* [PASSAGE]:
The object of a merchant is to use his capital as completely as possible. He imports goods, and gives bills to such countries as receive and negotiate bills; he exports goods and draws bills on his customers. The same facts apply, though in a minor degree, to the home trade. Sellers take bills from buyers, unless from the terms of the market the latter can gain a greater advantage from the discount allowed for ready money. But with foreign trade it is necessary that bills of exchange should be drawn, for otherwise the purchase of merchandise would involve the export of specie, the sale of merchandise its import. It is plain however that such a continual export and import of the precious metals would involve risk, and certainly loss;

for there is more or less peril in the transit, and there is certain loss involved in locking up part of the machinery of trade.

When therefore trade exists between two countries, the buyers of each country draw bills, which are negotiated generally by means of certain persons who make it their business to effect the exchange and liquidation of these instruments, in consideration of a small premium on the transaction. These bills are set off against one another, and may exactly balance between country and country. In such a case, the trade between two countries is said to be in equilibrio, and the exchange at par-i. e. it is no advantage to export the precious metals.

* [LISTED RECORDS]:
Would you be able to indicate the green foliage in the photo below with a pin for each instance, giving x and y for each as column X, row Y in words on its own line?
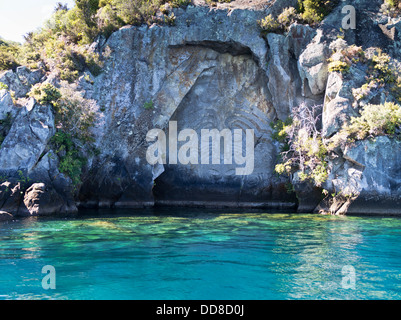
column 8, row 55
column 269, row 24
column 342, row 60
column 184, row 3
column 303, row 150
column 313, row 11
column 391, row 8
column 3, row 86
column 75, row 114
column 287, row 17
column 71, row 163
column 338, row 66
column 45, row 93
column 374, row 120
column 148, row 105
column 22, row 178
==
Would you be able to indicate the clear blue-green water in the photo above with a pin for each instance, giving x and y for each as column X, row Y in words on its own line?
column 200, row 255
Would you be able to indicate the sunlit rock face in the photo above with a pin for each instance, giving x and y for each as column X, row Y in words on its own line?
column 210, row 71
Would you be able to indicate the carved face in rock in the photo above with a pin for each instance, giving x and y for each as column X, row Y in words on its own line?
* * *
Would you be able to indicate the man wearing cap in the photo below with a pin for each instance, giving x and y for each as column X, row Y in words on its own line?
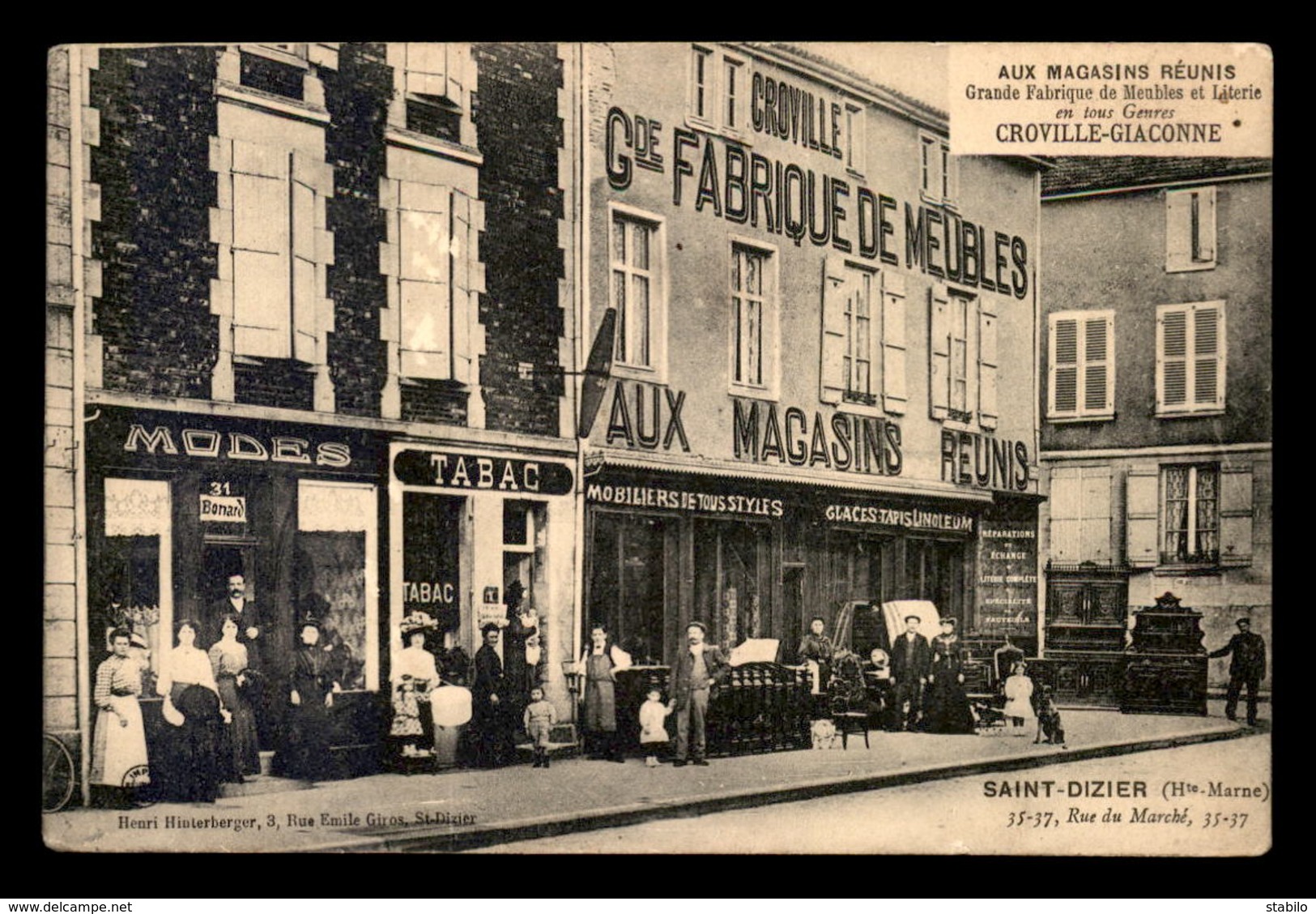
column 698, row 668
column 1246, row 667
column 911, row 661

* [GIVEN EXERCISE 1]:
In the passage on bills of exchange, what is the trade between two countries said to be when the bills exactly balance?
* [GIVEN EXERCISE 2]:
Please extend the passage on bills of exchange from where it stops.

* [WRITTEN REPLY 1]:
It is said to be in equilibrio, with the exchange at par.

* [WRITTEN REPLY 2]:
It does not however follow that when Paris holds more bills on London than London does on Paris, that it will be expedient to transmit specie from London to Paris. There may be a third place, for example Hamburg, which owes more to London than it has to receive, and receives more from Paris than it has to pay. This third city then may intervene, and the difference between Paris and London may be settled by this indirect or, as it is called, arbitrated exchange. A fourth or fifth city may be added; and so on through the whole range of the mercantile world, the exports of every country taken together paying for its imports taken together. In a country like our own, which carries on trade with the whole world, exchanges are arbitrated between such commercial centres as can hold convenient intercourse together. If however the imports regularly exceed the exports in one of these regions, and the exports as regularly exceed the imports in another, it is necessary that specie should be shipped. The latter has been the rule between the United States and Great

Britain since the Californian discoveries, as it is steadily between Australia and Great Britain. The former has generally ruled between Great Britain on the one hand and France and Hamburg on the other. In this way Great Britain has distributed the mineral treasures of the New World and the Australian continent, each transaction involving a profit or advantage to the community.

A country, however, may regularly import more in value than it exports. Such, it is said, is the case with Russia. In this case, it must either pay the balance in specie, or create some new kind of export with which to meet the cost involved in the excess of imports. Commonly it exports securities, i. e. it turns its private debts into a public debt, on which it pays or agrees to pay interest. It does not follow that a public debt, created by one country and taken by another, represents a sum of money exported to the former; it may be, and commonly is, goods, munitions of war, machinery, railroad plant, or any other valuable commodity. And the exports of securities may be new debts created, or debts hitherto due to the inhabitants of an importing country transferred to some foreigner. We might, for example, supposing we imported more in value than we exported, pay the balance in consols, should foreigners be willing to accept this kind of security in liquidation of their claims.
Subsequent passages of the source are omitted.